• _Trecho selecionado_

%%

Mayna Dias Melo: perspectiva de gênero em projetos de infraestrutura
Benefícios de desenvolver projetos de infraestrutura com perspectiva de gênero não se limitam a colocar mulheres na posição de destinatárias dos projetos
Bússola
Publicado em 22 de agosto de 2022 às 18h15.
Última atualização em 22 de agosto de 2022 às 18h22.
Por Mayna Dias Melo
Ao pensar em infraestrutura, geralmente vislumbramos grandes projetos, tais como aeroportos, rodovias, energia, cujos usuários não possuem gênero, cor, orientação sexual, religião etc., como se todos pudessem ser indistintamente beneficiados por referidos projetos na mesma proporção.
No entanto, embora os projetos “clássicos” de infraestrutura possam impactar muitas pessoas, tais impactos poderiam ser potencializados, caso sua modelagem considerasse as demandas específicas de determinados grupos social e economicamente vulneráveis.
Neste contexto, pode-se citar o exemplo de mulheres e meninas em situação de vulnerabilidade social que não possuem transporte público ou saneamento básico próximos de suas residências. Isso demanda que elas percorram grandes distâncias e gastem muito tempo para finalmente conseguirem acessar escolas, água potável, dentre outros serviços.
A escassez de infraestrutura básica nas localidades em que vivem essas mulheres faz com que não haja tempo para atividades como investir em sua própria educação, trabalho e busca por independência financeira (fenômeno conhecido como time poverty — “pobreza de tempo”, numa tradução livre).
Neste sentido, acrescentar a perspectiva de gênero ao desenvolvimento de projetos de infraestrutura tem o potencial de reduzir a pobreza de tempo dessas mulheres e, consequentemente, permitir o alcance, por elas, de melhores condições de vida sob o aspecto social e econômico.
Os benefícios e objetivos de desenvolver projetos de infraestrutura com perspectiva de gênero não se limitam a colocar as mulheres na posição de destinatárias dos projetos, mas também na condição de agentes ativos e participantes na comunidade, no papel de empreendedoras, gestoras, colaboradoras, líderes e usuárias dos serviços prestados (World Bank Group, 2019), o que gera benefícios à sociedade como um todo.

%%

• _Suas instruções_
Escreva a continuação do texto sobre perspectiva de gênero em projetos de infraestrutura, começando logo após a última frase apresentada. A listagem provém de uma fonte diferente da do texto.

• _Listagem fornecida_
%%

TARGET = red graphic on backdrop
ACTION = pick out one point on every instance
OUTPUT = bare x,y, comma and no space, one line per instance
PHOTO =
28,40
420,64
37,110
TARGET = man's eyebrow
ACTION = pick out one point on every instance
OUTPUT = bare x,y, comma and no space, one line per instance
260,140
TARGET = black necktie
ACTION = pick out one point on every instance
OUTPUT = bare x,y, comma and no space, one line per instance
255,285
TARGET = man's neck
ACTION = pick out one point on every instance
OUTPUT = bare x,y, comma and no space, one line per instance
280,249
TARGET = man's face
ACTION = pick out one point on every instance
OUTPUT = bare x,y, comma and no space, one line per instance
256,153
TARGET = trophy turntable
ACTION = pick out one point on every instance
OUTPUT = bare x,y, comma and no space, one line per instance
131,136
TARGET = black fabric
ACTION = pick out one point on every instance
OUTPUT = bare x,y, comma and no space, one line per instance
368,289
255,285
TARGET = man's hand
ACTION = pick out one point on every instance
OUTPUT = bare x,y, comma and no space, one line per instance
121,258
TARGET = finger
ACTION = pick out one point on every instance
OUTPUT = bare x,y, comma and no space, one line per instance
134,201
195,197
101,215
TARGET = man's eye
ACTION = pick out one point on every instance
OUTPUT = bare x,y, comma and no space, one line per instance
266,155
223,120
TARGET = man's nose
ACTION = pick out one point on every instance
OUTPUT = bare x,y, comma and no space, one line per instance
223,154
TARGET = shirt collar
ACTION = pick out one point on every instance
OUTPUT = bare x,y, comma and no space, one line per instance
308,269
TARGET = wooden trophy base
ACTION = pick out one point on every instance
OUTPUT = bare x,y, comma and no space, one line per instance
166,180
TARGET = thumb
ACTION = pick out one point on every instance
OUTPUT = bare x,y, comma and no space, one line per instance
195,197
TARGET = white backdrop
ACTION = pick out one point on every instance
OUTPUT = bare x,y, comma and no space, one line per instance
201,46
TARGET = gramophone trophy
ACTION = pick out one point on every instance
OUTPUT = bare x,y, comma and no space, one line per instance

%%

• _Resposta à tarefa_
Para ilustrar esses impactos mais abrangentes, um estudo da consultoria McKinsey aponta que a maior participação de mulheres no mercado de trabalho em posições de poder poderia aumentar o PIB mundial em 26% em 2025 (McKinsey apud Woetzel et al., 2015). Na mesma linha, estudos citados pelo Banco Mundial apontam que, se a diferença entre os salários de homens e mulheres fosse eliminada, haveria um potencial aumento líquido do PIB brasileiro em 9%.
Embora as políticas de infraestrutura ainda sejam, em sua maioria, indiferentes ou neutras em relação ao recorte de gênero, há países que já possuem projetos cujas modelagens foram pautadas nas demandas específicas de meninas e mulheres.
No caso do Brasil, a temática vem ganhando relevância nos últimos anos, mas, na prática, a inclusão desses critérios na estruturação dos projetos ainda é tímida. À medida que os impactos positivos de projetos brasileiros com perspectiva de gênero forem identificados e divulgados, há uma tendência de que as necessidades desses grupos sejam levadas cada vez mais em consideração pelos formuladores de políticas públicas e pelos responsáveis pelos projetos, adequando-se à tendência já identificada no cenário internacional.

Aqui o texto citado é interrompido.